# Given text start
Spaces:

ujjwalpardeshi
/

chakravyuh

Running

File size: 7,195 Bytes

03815d6

"""Training-data integrity tests.

CRITICAL: these tests guard against training-test contamination. The LoRA is
evaluated on chakravyuh-bench-v0 (scenarios.jsonl). If any training example
duplicates a test-set message, the evaluation numbers are invalid.

Run: pytest tests/test_training_data.py -v
"""

from __future__ import annotations

import json
from pathlib import Path

import pytest

from training.grpo_analyzer import (
    DEFAULT_BENIGN_PATH,
    DEFAULT_MULTITURN_PATH,
    DEFAULT_PARAPHRASE_PATH,
    DEFAULT_REGIONAL_PATH,
    DEFAULT_TEMPLATES_PATH,
    TEST_SET_PATH,
    build_training_examples,
)


def _normalize(text: str) -> str:
    """Case-insensitive, whitespace-collapsed form for text comparison."""
    return " ".join(text.lower().split())


def _load_test_set_texts() -> set[str]:
    """Every scammer message in the benchmark test set, normalized."""
    texts: set[str] = set()
    with TEST_SET_PATH.open(encoding="utf-8") as f:
        for line in f:
            if not line.strip():
                continue
            scenario = json.loads(line)
            for step in scenario.get("attack_sequence", []):
                if step.get("sender") == "scammer":
                    texts.add(_normalize(step.get("text", "")))
    return texts


@pytest.mark.unit
def test_all_training_source_files_exist():
    """All 5 training template files must exist on disk."""
    for path in (
        DEFAULT_TEMPLATES_PATH,
        DEFAULT_BENIGN_PATH,
        DEFAULT_PARAPHRASE_PATH,
        DEFAULT_REGIONAL_PATH,
        DEFAULT_MULTITURN_PATH,
    ):
        assert path.exists(), f"Missing training source: {path}"


@pytest.mark.unit
def test_training_examples_include_all_five_sources():
    """Built corpus should include scams from templates+paraphrase+regional+multiturn and benign from benign_templates.

    After soft-leakage filter drops ~53/200 canonical templates, corpus is
    ~227 scams + ~55 benign = ~283. Floor is set accordingly.
# Given text end
# Given information start
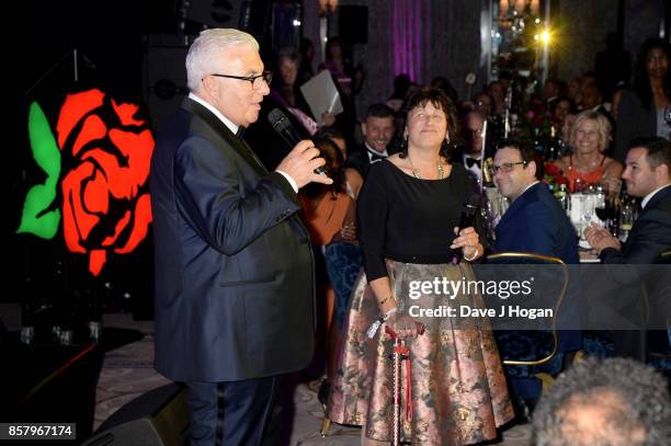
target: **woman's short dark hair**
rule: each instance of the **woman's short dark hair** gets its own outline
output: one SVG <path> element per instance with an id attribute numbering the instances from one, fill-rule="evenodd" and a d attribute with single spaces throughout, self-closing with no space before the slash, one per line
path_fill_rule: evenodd
<path id="1" fill-rule="evenodd" d="M 634 67 L 634 92 L 642 103 L 645 108 L 650 110 L 653 106 L 652 88 L 650 87 L 650 78 L 648 76 L 648 54 L 659 48 L 667 54 L 667 58 L 671 62 L 671 46 L 661 38 L 648 38 L 642 43 L 636 65 Z M 667 69 L 662 88 L 667 99 L 671 99 L 671 68 Z"/>
<path id="2" fill-rule="evenodd" d="M 441 147 L 441 155 L 445 158 L 450 158 L 451 151 L 455 146 L 455 141 L 458 135 L 458 123 L 456 119 L 456 107 L 454 102 L 445 94 L 445 92 L 437 88 L 423 88 L 414 93 L 408 100 L 405 106 L 406 110 L 406 124 L 408 123 L 408 115 L 414 107 L 423 107 L 428 103 L 431 103 L 437 110 L 443 111 L 447 117 L 447 136 L 450 141 L 445 140 Z M 405 126 L 403 126 L 405 127 Z M 401 148 L 399 156 L 405 158 L 408 155 L 408 147 Z"/>

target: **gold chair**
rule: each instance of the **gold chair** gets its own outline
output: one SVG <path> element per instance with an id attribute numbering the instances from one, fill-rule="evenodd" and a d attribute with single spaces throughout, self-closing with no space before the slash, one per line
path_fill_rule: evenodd
<path id="1" fill-rule="evenodd" d="M 562 273 L 564 283 L 561 285 L 561 291 L 557 297 L 557 301 L 553 311 L 553 322 L 551 322 L 551 347 L 549 348 L 549 353 L 534 359 L 503 359 L 502 363 L 507 366 L 538 366 L 546 363 L 549 363 L 556 355 L 559 350 L 559 339 L 557 333 L 557 316 L 559 315 L 559 310 L 561 308 L 561 304 L 564 302 L 564 298 L 566 297 L 566 293 L 569 284 L 569 268 L 568 265 L 559 258 L 554 258 L 549 255 L 536 254 L 533 252 L 497 252 L 494 254 L 490 254 L 487 256 L 487 263 L 490 264 L 549 264 L 549 265 L 559 265 Z M 543 393 L 548 389 L 549 386 L 554 384 L 554 378 L 548 373 L 537 373 L 534 375 L 538 378 L 543 385 Z"/>

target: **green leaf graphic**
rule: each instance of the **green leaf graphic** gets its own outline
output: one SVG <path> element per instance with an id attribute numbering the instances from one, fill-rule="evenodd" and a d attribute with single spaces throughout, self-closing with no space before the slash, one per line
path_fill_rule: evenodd
<path id="1" fill-rule="evenodd" d="M 58 230 L 60 209 L 49 210 L 56 198 L 60 176 L 60 151 L 42 107 L 33 102 L 29 111 L 29 137 L 33 158 L 46 173 L 44 184 L 36 184 L 25 196 L 21 224 L 16 233 L 31 232 L 43 239 L 53 239 Z"/>

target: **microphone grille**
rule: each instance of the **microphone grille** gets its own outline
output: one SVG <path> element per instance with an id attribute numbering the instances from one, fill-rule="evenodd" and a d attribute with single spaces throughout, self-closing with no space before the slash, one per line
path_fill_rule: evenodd
<path id="1" fill-rule="evenodd" d="M 283 130 L 291 125 L 288 118 L 280 108 L 271 110 L 271 112 L 268 114 L 268 122 L 276 130 Z"/>

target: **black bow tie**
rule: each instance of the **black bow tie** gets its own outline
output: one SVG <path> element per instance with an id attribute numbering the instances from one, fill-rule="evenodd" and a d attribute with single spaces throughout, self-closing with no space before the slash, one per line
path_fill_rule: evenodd
<path id="1" fill-rule="evenodd" d="M 371 162 L 384 160 L 385 158 L 387 158 L 386 155 L 379 155 L 374 152 L 373 150 L 368 150 L 368 153 L 371 153 Z"/>
<path id="2" fill-rule="evenodd" d="M 477 164 L 478 168 L 482 167 L 480 160 L 467 157 L 466 158 L 466 167 L 470 169 L 470 168 L 473 168 L 473 164 Z"/>

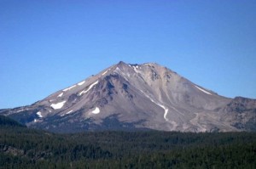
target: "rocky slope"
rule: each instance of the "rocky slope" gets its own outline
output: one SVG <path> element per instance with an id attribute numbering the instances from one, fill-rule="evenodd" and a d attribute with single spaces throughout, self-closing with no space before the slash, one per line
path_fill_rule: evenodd
<path id="1" fill-rule="evenodd" d="M 0 114 L 58 132 L 256 131 L 255 99 L 219 96 L 152 63 L 119 62 L 32 105 Z"/>

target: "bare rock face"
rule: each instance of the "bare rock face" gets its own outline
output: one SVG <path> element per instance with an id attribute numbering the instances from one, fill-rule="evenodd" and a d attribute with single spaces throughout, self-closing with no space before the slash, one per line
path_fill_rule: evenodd
<path id="1" fill-rule="evenodd" d="M 32 105 L 0 114 L 57 132 L 256 131 L 255 99 L 219 96 L 154 63 L 119 62 Z"/>

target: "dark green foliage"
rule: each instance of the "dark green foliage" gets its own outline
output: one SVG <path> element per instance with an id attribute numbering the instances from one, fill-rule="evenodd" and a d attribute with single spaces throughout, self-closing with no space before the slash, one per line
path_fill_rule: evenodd
<path id="1" fill-rule="evenodd" d="M 9 117 L 0 115 L 0 127 L 3 127 L 3 126 L 24 127 L 26 127 L 26 126 L 20 124 L 16 121 L 14 121 Z"/>
<path id="2" fill-rule="evenodd" d="M 0 127 L 0 168 L 256 168 L 253 132 L 97 132 Z"/>

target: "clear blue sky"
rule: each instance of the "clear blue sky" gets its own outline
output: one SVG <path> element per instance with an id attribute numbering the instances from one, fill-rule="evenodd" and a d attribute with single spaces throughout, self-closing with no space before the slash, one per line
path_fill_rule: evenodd
<path id="1" fill-rule="evenodd" d="M 0 0 L 0 109 L 123 60 L 256 98 L 255 0 Z"/>

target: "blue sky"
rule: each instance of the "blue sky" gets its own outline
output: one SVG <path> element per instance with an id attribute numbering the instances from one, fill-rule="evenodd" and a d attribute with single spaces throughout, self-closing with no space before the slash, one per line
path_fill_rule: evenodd
<path id="1" fill-rule="evenodd" d="M 0 0 L 0 109 L 123 60 L 256 99 L 255 0 Z"/>

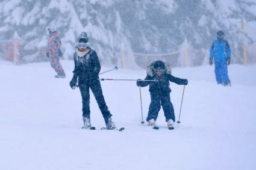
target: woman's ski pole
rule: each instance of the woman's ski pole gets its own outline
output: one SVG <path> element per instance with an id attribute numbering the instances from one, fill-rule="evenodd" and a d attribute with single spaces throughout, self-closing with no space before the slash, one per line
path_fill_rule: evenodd
<path id="1" fill-rule="evenodd" d="M 112 70 L 117 70 L 117 69 L 118 69 L 117 67 L 114 66 L 114 68 L 111 68 L 111 69 L 110 69 L 110 70 L 107 70 L 107 71 L 104 71 L 104 72 L 102 72 L 102 73 L 100 73 L 99 74 L 99 75 L 102 74 L 104 74 L 104 73 L 107 73 L 107 72 L 108 72 L 108 71 L 112 71 Z"/>
<path id="2" fill-rule="evenodd" d="M 178 121 L 177 121 L 177 123 L 181 123 L 181 121 L 180 121 L 180 117 L 181 117 L 181 107 L 182 107 L 182 106 L 183 106 L 183 96 L 184 96 L 184 91 L 185 91 L 185 85 L 184 86 L 184 88 L 183 88 L 183 97 L 181 98 L 181 108 L 180 108 L 180 109 L 179 120 L 178 120 Z"/>
<path id="3" fill-rule="evenodd" d="M 154 80 L 140 80 L 140 79 L 99 79 L 99 80 L 116 80 L 116 81 L 141 81 L 141 82 L 156 82 Z"/>
<path id="4" fill-rule="evenodd" d="M 143 124 L 145 122 L 143 121 L 143 113 L 142 112 L 142 88 L 140 86 L 140 109 L 142 110 L 142 120 L 140 122 L 142 124 Z"/>

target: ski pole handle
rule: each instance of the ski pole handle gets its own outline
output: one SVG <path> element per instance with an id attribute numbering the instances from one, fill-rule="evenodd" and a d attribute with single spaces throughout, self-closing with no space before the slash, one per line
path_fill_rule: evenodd
<path id="1" fill-rule="evenodd" d="M 104 74 L 104 73 L 107 73 L 107 72 L 108 72 L 108 71 L 112 71 L 112 70 L 117 70 L 117 69 L 118 69 L 117 67 L 114 66 L 114 68 L 111 68 L 111 69 L 110 69 L 110 70 L 107 70 L 107 71 L 104 71 L 104 72 L 102 72 L 102 73 L 100 73 L 99 74 L 99 75 L 102 74 Z"/>
<path id="2" fill-rule="evenodd" d="M 75 84 L 75 85 L 73 87 L 71 87 L 71 88 L 73 89 L 73 90 L 75 90 L 76 87 L 78 87 L 78 85 Z"/>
# Given information end
## Aim
Answer these questions about the test file:
(a) On which benchmark is the LoRA evaluated?
(b) How many training template files must exist on disk?
(c) What file size does the page show?
This material has no connection to the text.

## Answer to the exercise
(a) chakravyuh-bench-v0 (scenarios.jsonl)
(b) 5
(c) 7,195 bytes